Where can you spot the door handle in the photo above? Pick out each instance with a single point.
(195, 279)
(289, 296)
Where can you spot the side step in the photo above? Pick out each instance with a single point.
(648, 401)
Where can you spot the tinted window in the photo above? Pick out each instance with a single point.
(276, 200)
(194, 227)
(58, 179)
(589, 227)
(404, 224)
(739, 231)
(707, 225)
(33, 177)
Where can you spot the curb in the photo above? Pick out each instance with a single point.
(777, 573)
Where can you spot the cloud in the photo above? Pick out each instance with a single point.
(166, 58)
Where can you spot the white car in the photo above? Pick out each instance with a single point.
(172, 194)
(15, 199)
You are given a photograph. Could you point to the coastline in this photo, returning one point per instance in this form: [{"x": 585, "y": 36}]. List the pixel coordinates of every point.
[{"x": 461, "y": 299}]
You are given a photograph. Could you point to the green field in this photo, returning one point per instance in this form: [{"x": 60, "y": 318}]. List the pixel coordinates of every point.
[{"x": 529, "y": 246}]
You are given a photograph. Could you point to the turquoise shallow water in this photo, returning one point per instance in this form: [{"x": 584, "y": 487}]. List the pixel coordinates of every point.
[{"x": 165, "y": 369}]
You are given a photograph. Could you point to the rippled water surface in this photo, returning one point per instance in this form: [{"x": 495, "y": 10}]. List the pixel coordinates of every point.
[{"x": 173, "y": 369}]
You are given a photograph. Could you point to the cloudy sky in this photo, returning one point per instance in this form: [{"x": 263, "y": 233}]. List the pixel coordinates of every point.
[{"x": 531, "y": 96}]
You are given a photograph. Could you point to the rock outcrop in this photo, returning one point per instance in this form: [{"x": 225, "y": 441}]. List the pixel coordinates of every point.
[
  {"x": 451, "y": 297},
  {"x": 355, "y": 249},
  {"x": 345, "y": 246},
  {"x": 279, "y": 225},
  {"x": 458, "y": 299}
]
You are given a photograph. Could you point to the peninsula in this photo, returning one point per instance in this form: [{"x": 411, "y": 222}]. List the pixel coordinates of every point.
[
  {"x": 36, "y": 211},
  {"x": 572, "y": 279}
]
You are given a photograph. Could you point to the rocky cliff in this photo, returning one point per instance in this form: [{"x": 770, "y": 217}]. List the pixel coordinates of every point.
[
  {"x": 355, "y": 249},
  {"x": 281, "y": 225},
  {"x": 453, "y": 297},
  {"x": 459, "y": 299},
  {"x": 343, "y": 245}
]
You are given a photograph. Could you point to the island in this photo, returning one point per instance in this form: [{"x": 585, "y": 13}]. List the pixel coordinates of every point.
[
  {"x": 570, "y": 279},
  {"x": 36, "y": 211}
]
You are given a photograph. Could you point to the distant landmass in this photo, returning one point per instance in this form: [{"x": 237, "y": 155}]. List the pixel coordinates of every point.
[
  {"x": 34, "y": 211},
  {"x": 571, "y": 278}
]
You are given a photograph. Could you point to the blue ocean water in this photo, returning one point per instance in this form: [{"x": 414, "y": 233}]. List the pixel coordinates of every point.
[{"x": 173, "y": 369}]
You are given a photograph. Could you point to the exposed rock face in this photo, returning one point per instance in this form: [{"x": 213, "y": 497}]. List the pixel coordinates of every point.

◆ ACTIVITY: Every entry must be output again exactly as it was given.

◆ SOLUTION BELOW:
Where can you spot the door handle in the photo above? Pick out each instance with a single point.
(195, 279)
(289, 296)
Where can you spot the side step in the photo above? Pick out each instance with a single point.
(648, 401)
Where can you spot the tinted window in the photo above? Pick out each instance with a single point.
(276, 200)
(194, 227)
(58, 179)
(589, 227)
(404, 224)
(739, 231)
(707, 225)
(33, 177)
Where can you spot the curb in the photo above? Pick out each instance with a single point.
(777, 573)
Where can you spot the cloud in the photo above? Pick out each instance with a single point.
(166, 58)
Where can you spot the white car in the photo above? Pick out each instance with a single point.
(172, 194)
(15, 199)
You are given a photograph. Could you point to the coastline in this photo, returning one point per instance in this form: [{"x": 585, "y": 36}]. List the pixel coordinates of every point.
[{"x": 461, "y": 299}]
You are given a photograph. Could you point to the green field in this photo, returning one point per instance in this form: [{"x": 60, "y": 318}]. List the pixel coordinates of every point.
[{"x": 529, "y": 246}]
You are given a photograph. Could you point to the turquoise shallow water in this photo, returning one point per instance in this form: [{"x": 584, "y": 487}]. List the pixel coordinates of every point.
[{"x": 165, "y": 369}]
You are given a photograph. Could you point to the rippled water surface in this photo, returning one point per instance in this form: [{"x": 495, "y": 10}]. List the pixel coordinates of every point.
[{"x": 173, "y": 369}]
You are given a photograph. Could you point to the cloudy sky in this photo, returning one point per instance in this form: [{"x": 263, "y": 233}]. List the pixel coordinates of every point.
[{"x": 531, "y": 96}]
You are given a photograph. Could you point to the rock outcrop in this photo, returning one point per instance in this form: [{"x": 225, "y": 441}]. List the pixel coordinates of every point.
[
  {"x": 451, "y": 297},
  {"x": 355, "y": 249},
  {"x": 345, "y": 246},
  {"x": 279, "y": 225},
  {"x": 458, "y": 299}
]
You are given a photograph. Could you point to the peninsula in this photo, returning one point per instance in this form: [{"x": 411, "y": 222}]. List the pixel coordinates of every point.
[
  {"x": 36, "y": 211},
  {"x": 572, "y": 279}
]
You are given a photograph. Could you point to the rocky cliff in this photo, returning one point per instance in this form: [{"x": 770, "y": 217}]. List the pixel coordinates of every point.
[
  {"x": 355, "y": 249},
  {"x": 281, "y": 225},
  {"x": 453, "y": 297},
  {"x": 459, "y": 299},
  {"x": 343, "y": 245}
]
You are given a photograph. Could you point to the island in this photo, returning one point per instance in this form: [{"x": 585, "y": 13}]. List the pixel coordinates of every point.
[
  {"x": 570, "y": 279},
  {"x": 36, "y": 211}
]
You are given a photograph. Could you point to the distant landmass in this photo, returning one point per instance in this form: [{"x": 237, "y": 155}]. List the pixel coordinates of every point.
[
  {"x": 34, "y": 211},
  {"x": 571, "y": 278}
]
You are given a photograph. Could you point to the blue ocean water in this photo, returning one point per instance in this form: [{"x": 414, "y": 233}]. List the pixel coordinates of every point.
[{"x": 173, "y": 369}]
You are given a photograph. Could you point to the exposed rock face in this photo, returning one point per instance in this form: [{"x": 213, "y": 497}]. List the pixel coordinates of every point.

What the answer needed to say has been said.